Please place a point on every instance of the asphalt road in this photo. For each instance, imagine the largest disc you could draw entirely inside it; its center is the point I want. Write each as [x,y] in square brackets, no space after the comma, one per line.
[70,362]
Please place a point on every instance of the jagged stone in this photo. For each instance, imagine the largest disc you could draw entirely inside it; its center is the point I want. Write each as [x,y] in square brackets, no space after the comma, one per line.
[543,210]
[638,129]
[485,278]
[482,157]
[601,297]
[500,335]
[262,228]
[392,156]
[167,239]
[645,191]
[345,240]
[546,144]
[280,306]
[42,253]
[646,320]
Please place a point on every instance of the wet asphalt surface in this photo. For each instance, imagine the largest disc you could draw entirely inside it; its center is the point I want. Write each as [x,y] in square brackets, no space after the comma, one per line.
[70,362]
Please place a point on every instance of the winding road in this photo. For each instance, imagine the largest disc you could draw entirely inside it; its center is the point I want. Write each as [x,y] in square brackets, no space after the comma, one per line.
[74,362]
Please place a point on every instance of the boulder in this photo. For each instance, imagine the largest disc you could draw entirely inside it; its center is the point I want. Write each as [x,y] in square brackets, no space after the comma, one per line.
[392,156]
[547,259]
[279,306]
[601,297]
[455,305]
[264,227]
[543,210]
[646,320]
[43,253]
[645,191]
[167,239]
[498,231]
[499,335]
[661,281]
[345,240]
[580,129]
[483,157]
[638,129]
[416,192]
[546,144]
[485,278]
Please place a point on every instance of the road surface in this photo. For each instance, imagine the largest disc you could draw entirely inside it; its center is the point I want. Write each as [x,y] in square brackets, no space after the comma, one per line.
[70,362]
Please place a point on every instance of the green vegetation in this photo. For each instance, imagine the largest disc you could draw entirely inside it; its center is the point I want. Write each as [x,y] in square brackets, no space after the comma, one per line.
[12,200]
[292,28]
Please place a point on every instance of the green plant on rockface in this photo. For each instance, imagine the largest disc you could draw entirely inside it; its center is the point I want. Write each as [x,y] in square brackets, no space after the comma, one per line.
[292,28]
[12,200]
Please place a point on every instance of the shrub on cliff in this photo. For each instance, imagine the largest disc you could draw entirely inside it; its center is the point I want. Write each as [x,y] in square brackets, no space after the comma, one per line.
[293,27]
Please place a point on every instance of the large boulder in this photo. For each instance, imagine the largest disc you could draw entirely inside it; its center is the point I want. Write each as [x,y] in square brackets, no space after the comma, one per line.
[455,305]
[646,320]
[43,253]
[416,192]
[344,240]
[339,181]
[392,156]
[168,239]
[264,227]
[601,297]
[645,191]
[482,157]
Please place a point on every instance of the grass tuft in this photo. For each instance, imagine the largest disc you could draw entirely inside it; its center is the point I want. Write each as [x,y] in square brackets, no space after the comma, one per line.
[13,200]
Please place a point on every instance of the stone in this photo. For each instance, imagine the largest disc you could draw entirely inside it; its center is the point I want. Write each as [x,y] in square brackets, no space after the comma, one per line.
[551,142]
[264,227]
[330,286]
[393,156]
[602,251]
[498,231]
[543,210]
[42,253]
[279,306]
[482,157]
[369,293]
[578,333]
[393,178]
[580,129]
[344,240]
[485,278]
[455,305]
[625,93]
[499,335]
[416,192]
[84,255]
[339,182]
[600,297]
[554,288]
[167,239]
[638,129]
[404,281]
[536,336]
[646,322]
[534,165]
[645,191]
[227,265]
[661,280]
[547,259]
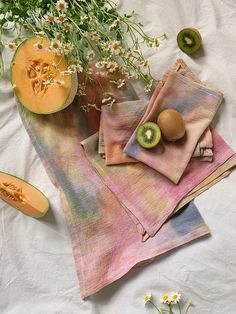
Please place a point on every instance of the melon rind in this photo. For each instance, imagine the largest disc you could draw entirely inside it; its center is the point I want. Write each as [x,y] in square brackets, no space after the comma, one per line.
[20,206]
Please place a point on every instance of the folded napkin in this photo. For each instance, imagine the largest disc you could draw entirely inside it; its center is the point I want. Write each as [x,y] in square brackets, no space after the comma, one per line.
[197,105]
[148,195]
[117,125]
[105,239]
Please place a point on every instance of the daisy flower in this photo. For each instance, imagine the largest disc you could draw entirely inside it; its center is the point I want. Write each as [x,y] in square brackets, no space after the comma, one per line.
[100,65]
[112,66]
[121,83]
[61,5]
[38,46]
[49,17]
[147,298]
[83,18]
[59,82]
[11,45]
[106,99]
[95,36]
[105,46]
[175,297]
[39,34]
[115,47]
[90,55]
[165,299]
[79,68]
[68,48]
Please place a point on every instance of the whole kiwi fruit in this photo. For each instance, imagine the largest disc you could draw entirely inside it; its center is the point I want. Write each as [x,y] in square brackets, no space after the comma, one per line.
[171,124]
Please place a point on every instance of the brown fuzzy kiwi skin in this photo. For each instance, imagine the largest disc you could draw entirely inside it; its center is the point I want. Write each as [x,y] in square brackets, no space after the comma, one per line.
[197,33]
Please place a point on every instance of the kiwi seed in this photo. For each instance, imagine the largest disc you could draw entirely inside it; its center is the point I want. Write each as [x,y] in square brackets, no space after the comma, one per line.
[189,40]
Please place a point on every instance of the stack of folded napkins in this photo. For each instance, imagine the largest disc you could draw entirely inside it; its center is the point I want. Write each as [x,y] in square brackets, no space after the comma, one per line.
[155,183]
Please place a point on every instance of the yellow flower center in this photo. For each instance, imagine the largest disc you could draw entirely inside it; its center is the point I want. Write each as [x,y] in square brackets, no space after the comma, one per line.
[61,18]
[116,46]
[146,298]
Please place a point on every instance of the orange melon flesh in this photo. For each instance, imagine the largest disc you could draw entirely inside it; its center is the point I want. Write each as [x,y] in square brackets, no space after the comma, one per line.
[31,70]
[22,196]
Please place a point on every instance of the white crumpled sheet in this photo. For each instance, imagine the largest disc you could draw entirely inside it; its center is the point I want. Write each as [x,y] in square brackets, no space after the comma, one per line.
[37,273]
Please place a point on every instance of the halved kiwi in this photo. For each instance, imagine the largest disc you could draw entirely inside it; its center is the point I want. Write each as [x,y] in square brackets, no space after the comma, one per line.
[148,135]
[189,40]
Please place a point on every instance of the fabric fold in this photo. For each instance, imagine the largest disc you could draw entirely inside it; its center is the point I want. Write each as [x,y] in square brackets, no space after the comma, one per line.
[197,105]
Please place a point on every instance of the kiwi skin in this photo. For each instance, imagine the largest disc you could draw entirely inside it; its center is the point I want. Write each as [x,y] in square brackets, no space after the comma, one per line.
[155,135]
[194,35]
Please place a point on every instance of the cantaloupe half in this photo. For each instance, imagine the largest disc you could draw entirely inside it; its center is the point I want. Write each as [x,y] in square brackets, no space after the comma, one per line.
[22,196]
[38,80]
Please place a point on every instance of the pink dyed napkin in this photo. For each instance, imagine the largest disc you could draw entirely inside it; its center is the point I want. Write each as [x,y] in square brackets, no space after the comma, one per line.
[197,105]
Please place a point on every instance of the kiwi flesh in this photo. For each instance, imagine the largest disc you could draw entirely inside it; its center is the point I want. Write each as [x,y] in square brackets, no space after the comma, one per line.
[189,40]
[148,135]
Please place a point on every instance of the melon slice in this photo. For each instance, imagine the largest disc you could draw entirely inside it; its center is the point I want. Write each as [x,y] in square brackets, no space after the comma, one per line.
[38,80]
[22,196]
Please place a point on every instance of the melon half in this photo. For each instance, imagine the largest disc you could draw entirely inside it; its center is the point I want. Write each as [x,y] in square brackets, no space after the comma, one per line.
[38,79]
[22,196]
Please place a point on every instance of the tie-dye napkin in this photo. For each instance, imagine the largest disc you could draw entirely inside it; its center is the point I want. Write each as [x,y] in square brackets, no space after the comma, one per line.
[117,125]
[197,105]
[106,234]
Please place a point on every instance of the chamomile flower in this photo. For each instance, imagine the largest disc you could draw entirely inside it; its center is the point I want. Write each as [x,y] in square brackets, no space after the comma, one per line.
[95,36]
[120,83]
[83,19]
[106,99]
[58,36]
[38,46]
[68,48]
[11,45]
[165,299]
[100,64]
[59,82]
[105,46]
[147,298]
[175,297]
[61,18]
[115,47]
[112,66]
[61,5]
[55,46]
[111,102]
[49,17]
[90,55]
[144,62]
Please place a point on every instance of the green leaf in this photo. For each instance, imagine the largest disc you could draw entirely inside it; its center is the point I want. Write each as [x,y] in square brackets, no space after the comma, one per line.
[1,62]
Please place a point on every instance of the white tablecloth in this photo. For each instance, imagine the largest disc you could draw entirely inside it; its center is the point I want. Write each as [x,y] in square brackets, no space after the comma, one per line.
[37,273]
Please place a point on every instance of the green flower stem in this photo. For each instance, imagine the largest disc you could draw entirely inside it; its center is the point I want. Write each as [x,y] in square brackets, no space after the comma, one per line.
[155,306]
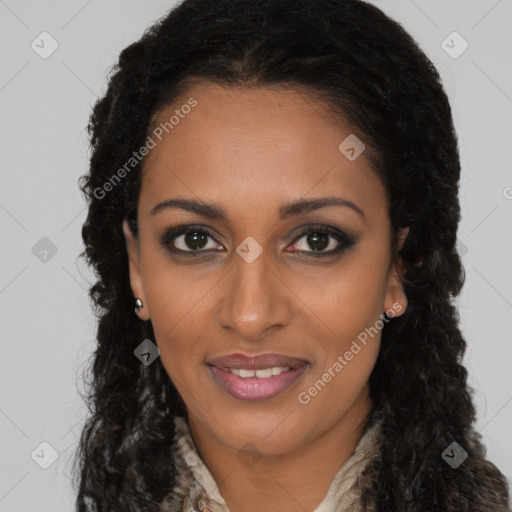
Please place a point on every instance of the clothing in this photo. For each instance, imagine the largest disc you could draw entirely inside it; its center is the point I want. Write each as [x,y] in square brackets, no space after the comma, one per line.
[196,490]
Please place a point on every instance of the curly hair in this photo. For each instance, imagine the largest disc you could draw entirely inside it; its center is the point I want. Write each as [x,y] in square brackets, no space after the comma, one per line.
[369,70]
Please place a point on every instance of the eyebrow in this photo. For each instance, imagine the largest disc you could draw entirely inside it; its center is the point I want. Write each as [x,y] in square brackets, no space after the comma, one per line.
[290,209]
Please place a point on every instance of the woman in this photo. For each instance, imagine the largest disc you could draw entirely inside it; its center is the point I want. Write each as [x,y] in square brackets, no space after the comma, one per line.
[272,218]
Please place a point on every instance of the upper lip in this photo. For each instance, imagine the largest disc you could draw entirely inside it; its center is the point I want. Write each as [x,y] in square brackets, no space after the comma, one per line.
[256,362]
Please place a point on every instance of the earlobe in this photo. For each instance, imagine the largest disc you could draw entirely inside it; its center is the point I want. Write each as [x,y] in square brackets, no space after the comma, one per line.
[132,250]
[395,303]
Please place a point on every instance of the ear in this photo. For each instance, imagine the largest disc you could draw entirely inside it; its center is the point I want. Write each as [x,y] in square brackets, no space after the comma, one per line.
[395,302]
[132,248]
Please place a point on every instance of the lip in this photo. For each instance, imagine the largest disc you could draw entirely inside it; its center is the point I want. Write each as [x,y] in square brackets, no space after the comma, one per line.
[254,388]
[257,361]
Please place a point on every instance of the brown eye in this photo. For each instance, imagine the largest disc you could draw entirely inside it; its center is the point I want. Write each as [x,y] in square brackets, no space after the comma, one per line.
[322,241]
[189,240]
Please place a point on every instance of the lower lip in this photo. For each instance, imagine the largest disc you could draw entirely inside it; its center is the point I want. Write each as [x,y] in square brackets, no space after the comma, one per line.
[254,388]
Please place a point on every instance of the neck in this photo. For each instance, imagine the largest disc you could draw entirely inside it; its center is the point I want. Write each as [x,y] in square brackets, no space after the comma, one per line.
[298,479]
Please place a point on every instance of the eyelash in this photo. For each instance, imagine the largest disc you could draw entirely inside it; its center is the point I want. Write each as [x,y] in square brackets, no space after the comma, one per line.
[345,241]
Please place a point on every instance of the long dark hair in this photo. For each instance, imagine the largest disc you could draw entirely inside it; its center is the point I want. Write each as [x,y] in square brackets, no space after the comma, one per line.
[370,71]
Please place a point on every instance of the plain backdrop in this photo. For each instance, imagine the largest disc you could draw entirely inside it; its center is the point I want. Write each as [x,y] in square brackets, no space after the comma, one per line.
[47,325]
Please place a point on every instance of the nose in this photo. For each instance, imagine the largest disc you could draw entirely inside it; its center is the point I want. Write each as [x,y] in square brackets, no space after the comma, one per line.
[254,300]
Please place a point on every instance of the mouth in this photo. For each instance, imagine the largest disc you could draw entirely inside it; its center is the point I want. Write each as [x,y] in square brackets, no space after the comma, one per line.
[256,377]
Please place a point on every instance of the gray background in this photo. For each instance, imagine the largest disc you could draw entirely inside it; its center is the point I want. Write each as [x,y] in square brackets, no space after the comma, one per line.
[47,326]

================================

The final stretch of the listing, from the line containing "Please place a point on every instance of the gray" through its last line, both included, is to be output exactly and by itself.

Please place a point on every instance of the gray background in this photo. For each instance, imagine the largest disc you could draw entirely inside it; its center is the point I want. Write each as [x,y] in square brackets, no space after the comma, one per line.
[47,326]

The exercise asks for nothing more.